**Exercise**. Recast the entries below, starting with the line that contains "Put a marker on every instance of the wooden ceiling plank" and going on through the line that contains "Target: wooden ceiling plank", as a Markdown table with the columns Row and Entry line. Number each row, give one line per row, and leave out blank lines.

........

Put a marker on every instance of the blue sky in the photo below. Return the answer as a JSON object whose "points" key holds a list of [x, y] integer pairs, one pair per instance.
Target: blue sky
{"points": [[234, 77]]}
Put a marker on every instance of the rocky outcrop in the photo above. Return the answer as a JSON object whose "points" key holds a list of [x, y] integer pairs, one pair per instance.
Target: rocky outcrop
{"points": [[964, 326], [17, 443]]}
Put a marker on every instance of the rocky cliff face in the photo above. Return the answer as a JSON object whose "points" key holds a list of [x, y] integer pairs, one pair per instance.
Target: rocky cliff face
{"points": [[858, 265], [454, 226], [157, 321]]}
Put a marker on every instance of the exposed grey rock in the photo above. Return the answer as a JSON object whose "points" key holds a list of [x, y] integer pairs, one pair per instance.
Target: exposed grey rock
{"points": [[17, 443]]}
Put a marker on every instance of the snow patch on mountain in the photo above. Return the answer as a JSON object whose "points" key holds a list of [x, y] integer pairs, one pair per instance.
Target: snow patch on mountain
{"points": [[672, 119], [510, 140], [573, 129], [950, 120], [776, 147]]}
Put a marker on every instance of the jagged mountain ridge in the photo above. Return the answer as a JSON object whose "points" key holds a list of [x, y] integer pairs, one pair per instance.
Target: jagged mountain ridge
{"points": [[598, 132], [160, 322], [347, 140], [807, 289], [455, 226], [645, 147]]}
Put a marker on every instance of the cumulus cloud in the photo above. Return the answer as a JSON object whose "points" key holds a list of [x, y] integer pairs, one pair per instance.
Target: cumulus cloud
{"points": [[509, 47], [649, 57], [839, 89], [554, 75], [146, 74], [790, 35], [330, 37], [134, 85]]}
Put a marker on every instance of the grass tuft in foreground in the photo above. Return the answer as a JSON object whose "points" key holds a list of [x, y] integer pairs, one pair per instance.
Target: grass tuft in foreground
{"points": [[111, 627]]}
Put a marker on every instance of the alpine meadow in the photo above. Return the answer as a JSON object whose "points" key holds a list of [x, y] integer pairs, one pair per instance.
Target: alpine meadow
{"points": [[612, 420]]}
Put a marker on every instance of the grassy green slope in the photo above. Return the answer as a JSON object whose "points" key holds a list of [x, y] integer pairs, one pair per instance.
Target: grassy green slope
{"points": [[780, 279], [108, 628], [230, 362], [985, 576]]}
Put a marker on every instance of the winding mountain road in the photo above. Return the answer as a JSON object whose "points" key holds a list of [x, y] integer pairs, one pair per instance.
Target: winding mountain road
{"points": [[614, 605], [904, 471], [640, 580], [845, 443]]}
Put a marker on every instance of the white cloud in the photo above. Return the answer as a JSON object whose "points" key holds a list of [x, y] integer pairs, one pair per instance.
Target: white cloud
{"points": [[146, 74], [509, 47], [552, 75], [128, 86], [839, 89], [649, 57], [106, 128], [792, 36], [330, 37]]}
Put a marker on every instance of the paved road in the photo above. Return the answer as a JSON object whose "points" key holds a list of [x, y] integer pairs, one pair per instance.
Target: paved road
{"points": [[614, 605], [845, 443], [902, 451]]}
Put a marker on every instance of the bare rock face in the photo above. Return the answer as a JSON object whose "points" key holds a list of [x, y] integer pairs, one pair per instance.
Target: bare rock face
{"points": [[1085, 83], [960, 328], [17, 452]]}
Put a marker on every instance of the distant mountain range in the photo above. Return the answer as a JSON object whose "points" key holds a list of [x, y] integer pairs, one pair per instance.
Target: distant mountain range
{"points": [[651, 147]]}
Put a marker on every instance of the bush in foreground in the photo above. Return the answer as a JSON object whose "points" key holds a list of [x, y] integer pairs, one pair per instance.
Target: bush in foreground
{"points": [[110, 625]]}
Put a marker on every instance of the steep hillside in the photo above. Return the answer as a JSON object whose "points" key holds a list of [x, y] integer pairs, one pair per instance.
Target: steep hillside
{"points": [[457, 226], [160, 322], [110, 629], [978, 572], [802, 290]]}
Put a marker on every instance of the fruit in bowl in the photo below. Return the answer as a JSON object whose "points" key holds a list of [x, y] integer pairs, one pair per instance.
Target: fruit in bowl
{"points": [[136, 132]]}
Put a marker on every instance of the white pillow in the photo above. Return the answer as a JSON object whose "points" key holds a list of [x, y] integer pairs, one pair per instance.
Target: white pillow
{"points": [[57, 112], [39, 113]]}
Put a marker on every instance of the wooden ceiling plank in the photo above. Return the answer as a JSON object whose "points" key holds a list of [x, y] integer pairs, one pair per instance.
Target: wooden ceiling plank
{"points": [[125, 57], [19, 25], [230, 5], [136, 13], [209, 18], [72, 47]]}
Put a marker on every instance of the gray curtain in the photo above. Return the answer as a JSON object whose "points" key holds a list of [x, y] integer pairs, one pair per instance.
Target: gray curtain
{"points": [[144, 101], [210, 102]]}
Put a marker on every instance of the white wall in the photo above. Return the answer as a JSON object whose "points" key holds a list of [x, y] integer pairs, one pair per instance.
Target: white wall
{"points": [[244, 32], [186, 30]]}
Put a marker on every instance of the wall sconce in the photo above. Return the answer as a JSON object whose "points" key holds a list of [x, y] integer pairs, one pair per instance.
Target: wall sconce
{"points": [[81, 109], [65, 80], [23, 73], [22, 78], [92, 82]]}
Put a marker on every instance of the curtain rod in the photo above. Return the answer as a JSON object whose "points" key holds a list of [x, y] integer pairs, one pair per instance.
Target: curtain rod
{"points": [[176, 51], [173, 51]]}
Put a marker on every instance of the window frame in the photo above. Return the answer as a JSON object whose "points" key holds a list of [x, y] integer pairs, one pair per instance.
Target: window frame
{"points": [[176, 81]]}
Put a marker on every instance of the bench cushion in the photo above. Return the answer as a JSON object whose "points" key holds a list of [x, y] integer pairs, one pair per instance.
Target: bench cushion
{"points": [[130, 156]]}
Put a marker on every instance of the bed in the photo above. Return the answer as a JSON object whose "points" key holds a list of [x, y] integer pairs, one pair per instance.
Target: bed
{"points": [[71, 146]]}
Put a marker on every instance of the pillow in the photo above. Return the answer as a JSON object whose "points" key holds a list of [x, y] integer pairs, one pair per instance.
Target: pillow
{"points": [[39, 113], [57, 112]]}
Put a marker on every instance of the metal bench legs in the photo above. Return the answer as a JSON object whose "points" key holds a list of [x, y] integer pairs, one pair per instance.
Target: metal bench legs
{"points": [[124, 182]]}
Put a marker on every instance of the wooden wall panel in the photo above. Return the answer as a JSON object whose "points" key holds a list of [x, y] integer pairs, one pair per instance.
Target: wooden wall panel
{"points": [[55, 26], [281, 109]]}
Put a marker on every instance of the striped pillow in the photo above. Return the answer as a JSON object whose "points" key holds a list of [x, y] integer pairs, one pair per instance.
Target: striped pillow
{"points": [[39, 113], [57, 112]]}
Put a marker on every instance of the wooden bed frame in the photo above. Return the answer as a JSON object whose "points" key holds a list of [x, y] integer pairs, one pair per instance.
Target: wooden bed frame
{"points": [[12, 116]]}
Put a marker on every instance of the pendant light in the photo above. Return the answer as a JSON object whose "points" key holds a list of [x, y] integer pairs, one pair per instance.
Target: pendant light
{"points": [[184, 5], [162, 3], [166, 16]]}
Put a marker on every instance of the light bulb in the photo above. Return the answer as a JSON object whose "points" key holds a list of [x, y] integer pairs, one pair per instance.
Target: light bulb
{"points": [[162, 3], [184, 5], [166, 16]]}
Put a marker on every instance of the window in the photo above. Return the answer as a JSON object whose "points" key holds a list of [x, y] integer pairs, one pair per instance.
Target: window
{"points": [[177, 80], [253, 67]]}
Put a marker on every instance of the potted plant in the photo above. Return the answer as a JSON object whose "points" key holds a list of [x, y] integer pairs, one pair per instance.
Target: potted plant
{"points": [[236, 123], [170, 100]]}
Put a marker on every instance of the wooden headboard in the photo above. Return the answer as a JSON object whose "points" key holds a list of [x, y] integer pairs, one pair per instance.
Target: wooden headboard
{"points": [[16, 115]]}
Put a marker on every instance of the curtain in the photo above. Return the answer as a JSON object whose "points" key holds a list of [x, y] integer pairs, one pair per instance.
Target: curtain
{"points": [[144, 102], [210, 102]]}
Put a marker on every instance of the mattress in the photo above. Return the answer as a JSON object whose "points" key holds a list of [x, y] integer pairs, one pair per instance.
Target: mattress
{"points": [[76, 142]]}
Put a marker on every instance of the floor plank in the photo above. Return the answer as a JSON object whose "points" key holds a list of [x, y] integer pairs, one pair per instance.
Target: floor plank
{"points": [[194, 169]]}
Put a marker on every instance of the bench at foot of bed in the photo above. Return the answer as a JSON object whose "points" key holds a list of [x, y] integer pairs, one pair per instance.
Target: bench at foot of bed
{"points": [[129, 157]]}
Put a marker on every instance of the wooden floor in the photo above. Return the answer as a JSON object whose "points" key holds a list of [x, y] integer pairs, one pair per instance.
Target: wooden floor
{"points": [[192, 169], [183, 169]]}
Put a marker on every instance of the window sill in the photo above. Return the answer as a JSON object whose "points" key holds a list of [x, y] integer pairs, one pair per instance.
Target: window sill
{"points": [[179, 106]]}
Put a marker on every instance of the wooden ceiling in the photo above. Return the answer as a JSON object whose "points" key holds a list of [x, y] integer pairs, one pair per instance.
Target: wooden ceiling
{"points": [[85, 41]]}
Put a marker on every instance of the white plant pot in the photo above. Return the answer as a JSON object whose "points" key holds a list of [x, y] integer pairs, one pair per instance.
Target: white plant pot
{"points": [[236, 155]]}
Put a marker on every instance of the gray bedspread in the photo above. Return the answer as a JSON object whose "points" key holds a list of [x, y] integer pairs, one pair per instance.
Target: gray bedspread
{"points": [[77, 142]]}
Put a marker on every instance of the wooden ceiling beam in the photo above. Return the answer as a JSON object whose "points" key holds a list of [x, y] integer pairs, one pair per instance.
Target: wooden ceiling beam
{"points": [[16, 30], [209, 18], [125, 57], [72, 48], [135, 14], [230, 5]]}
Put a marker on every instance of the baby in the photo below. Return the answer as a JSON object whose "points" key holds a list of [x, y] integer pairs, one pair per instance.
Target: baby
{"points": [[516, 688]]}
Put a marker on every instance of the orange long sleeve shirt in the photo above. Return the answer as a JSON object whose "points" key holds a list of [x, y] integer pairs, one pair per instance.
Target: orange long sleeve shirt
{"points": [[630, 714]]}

........

**Solution below**.
| Row | Entry line |
|---|---|
| 1 | Put a marker on every instance of the wooden ceiling plank in the photo above. Return the answer as a JSON object whose "points" key holds a list of [x, y] integer pairs, one pair per instance. |
| 2 | Target: wooden ceiling plank |